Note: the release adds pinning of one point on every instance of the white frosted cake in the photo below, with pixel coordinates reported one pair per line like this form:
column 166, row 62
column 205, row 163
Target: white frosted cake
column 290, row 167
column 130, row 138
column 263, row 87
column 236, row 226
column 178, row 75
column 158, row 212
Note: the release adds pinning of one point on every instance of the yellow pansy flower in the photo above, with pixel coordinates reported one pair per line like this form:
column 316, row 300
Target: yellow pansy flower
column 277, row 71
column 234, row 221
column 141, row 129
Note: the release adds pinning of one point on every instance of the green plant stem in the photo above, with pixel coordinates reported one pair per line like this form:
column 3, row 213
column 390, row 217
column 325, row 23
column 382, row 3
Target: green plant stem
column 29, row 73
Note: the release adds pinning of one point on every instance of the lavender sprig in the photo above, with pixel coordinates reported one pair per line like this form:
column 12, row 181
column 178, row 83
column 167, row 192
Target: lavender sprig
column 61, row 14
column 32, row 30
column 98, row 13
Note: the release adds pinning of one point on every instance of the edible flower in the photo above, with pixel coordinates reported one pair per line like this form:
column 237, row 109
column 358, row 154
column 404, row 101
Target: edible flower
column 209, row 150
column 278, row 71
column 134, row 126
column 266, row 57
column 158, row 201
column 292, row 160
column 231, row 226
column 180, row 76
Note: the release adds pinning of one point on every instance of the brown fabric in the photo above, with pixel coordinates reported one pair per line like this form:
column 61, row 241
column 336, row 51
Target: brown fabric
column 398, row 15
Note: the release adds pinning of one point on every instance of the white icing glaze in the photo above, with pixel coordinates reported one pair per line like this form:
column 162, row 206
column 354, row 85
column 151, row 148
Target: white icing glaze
######
# DO THIS
Transcribe every one of the entries above line for line, with no changes to any word, number, or punctuation mark.

# WRITTEN SOLUTION
Note: the release adds pinning of one point on every instance of the white frosted cake in the photo below, with pixel coordinates reported one pair per line like this form:
column 166, row 62
column 205, row 163
Target: white frosted cake
column 290, row 167
column 130, row 138
column 263, row 87
column 236, row 226
column 178, row 75
column 158, row 212
Note: the release adds pinning of one point on every instance of the yellow pansy flower in the photo above, with pixel coordinates reported one pair per line like this form:
column 316, row 300
Target: yellow pansy flower
column 277, row 71
column 234, row 221
column 141, row 129
Note: the release adds pinning of one point on every instance of the green plant stem in the photo above, with pixel coordinates reported one pair per line like this form:
column 3, row 213
column 390, row 217
column 325, row 23
column 382, row 3
Target: green plant stem
column 29, row 73
Note: the release adds pinning of one point on every instance of the lavender sprig in the photo above, with pixel coordinates reported one pair per line like this form:
column 12, row 181
column 178, row 83
column 167, row 192
Target: lavender sprig
column 61, row 14
column 32, row 30
column 98, row 13
Note: the release adds pinning of one point on every instance of the edible flower in the photo above, with pixel coordinates reported one pair per line like this form:
column 237, row 109
column 358, row 154
column 404, row 101
Target: edible flower
column 209, row 150
column 278, row 71
column 134, row 126
column 266, row 57
column 158, row 201
column 292, row 160
column 231, row 226
column 180, row 76
Note: the release adds pinning of one point on every instance of the brown fabric in the photo above, with pixel coordinates reported one pair per line like this form:
column 61, row 241
column 336, row 51
Target: brown fabric
column 398, row 15
Note: the release adds pinning of one point on every instance of the white icing glaze in the photo above, with pixel coordinates reported one pair per line like this form:
column 162, row 206
column 354, row 85
column 151, row 148
Target: white icing glaze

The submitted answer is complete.